The Audit Committee assists our Board of Directors in fulfilling its oversight responsibilities relating to:

 

the integrity of our financial statements and our financial reporting process;

 

internal and external auditing and the independent registered public accounting firm’s qualifications and independence;

 

the performance of an internal audit function and our independent registered public accounting firm;

 

the integrity of our systems of internal accounting and financial controls; and

 

our compliance with legal and regulatory requirements.

In so doing, the Audit Committee is responsible for maintaining free and open communication between the committee, the independent registered public accounting firm and our management. In this role, the Audit Committee is empowered to investigate any matter brought to its attention with full access to all books, records, facilities and personnel of our Company and has the power to retain outside counsel or other experts for this purpose.  The Audit Committee has direct responsibility for the appointment, compensation, retention and oversight of our independent registered public accounting firm.  The Audit Committee meets in executive session with both the internal auditor and the independent registered public accounting firm periodically.  The Audit Committee in conjunction with the head of the Internal Audit and Corporate Counsel, oversees the administration of the Company's whistleblower hotline to include oversight over the investigative process initiated as a result of any report that is received by the Company.   The Audit Committee is responsible for approving all transactions with related persons. The Audit Committee periodically reviews and approves or ratifies a summary of transactions with related persons as prepared by management. To the extent any new transactions may arise during the course of the year, management discusses such transactions with the Audit Committee.

◆ SOURCE DATA:
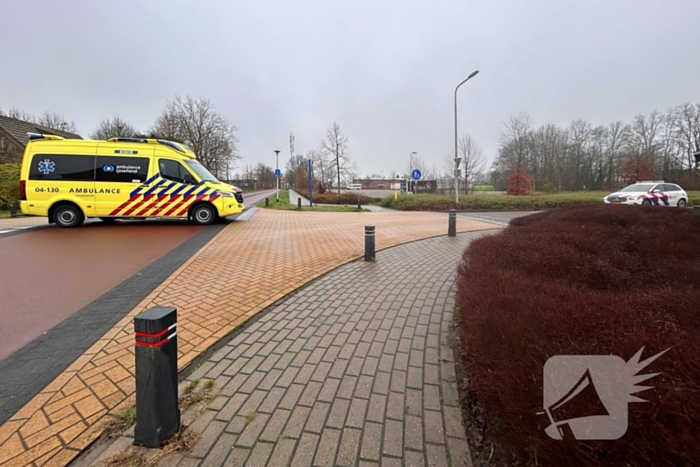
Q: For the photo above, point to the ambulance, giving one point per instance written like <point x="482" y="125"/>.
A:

◆ YOUR TASK:
Please rewrite the paragraph of the audit committee excerpt that begins "In so doing, the Audit Committee" as a bulleted list that keeps its main facts.

◆ WRITTEN RESPONSE:
- Keeps communication free and open among itself, the independent registered public accounting firm, and management.
- May investigate any matter brought to its attention, with full access to the Company's books, records, facilities, and personnel, and may retain outside counsel or other experts to do so.
- Is directly responsible for appointing, compensating, retaining, and overseeing the independent registered public accounting firm.
- Meets periodically in executive session with the internal auditor and with the independent registered public accounting firm.
- Oversees the whistleblower hotline, including the investigation of any report received, together with the head of the Internal Audit and Corporate Counsel.
- Approves all transactions with related persons. It periodically reviews and approves or ratifies management's summary of them, and management discusses any new ones with the committee during the year.